* Document section *
Also modules can potentially have private definitions down the road, to manage complexity. As well as importing some other modules and not reexporting (which means definitions should be private by default). What happens if we import a module within a dict? Well that could be a fun way to concatenate dicts :)

I wonder why you went with ^my_function rather than .my_function :)

Still, with all that said, while I think modules being a thin-ish layer over dicts is closer to optimal, merging them is not that far off. This is definitely an interesting choice. Basically these guys are "eager quotes" while regular quotes are "lazy quotes". We haskell now.

Also, a thing that I recently became aware of is that in Forth square brackets can denote compile time evaluation: https://rosettacode.org/wiki/Compile-time_calculation#Forth. Which is interesting because that'd be the third possible use of different brackets that we have: lazy, eager, and compile-time, if min ever gets a compile-time.

Not having two separate syntaxes for "eager quotes" can definitely be an upside.

Edit: "Eager quote" is a stretch, because it's an eager-and-capturing quote. "Eager scope" is more like it I suppose.

* The request *
Please write the next part of the forum post about modules, dicts, and eager quotes, starting right after its final sentence.

Named-object pointing records
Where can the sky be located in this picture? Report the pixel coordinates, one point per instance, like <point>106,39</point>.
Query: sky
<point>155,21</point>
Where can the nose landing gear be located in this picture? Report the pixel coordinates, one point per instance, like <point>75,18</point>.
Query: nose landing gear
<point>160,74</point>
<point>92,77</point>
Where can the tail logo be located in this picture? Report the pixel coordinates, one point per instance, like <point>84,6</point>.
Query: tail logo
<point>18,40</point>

---

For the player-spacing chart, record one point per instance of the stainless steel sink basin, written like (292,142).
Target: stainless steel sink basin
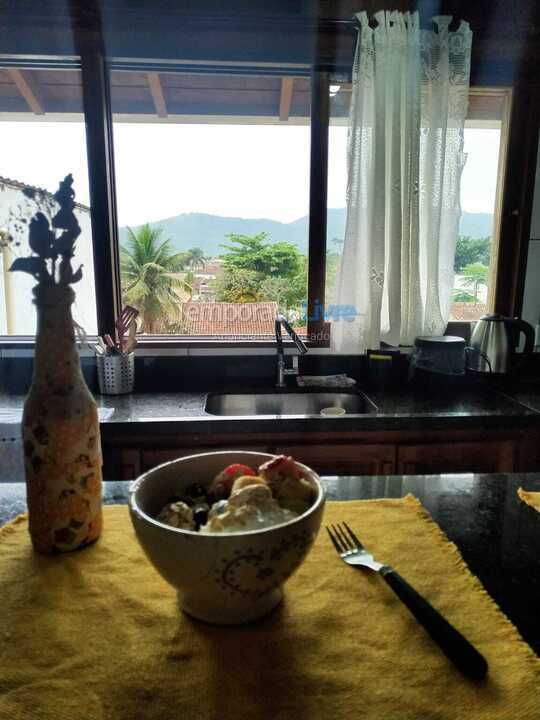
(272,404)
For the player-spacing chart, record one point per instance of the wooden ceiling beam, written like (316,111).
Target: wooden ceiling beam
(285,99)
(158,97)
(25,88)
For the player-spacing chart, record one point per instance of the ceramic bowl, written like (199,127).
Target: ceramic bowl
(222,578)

* Task result *
h3rald commented 6 years ago

OK I see your point. Let's have separate syntax, and probably modules and dictionaries could be separate types with separate properties as well, internally.

The lazy vs. eager scope discriminant actually makes a lot of sense as well, that definition could help in the docs too!

Thank you so much for all your inputs and also for the comparisons with all the other programming languages - I knew of some of the things you mentioned, but as I didn't properly try all the languages you mentioned I was glad to learn something new.

Oh well, I guess now it's a good time to start with the implementation then! :)

h3rald commented 6 years ago

Well, release 0.17.0 is out!

Quite a few breaking changes, but hopefully worth it. Thanks @mwgkgk for all your help!

mwgkgk commented 6 years ago

Very cool!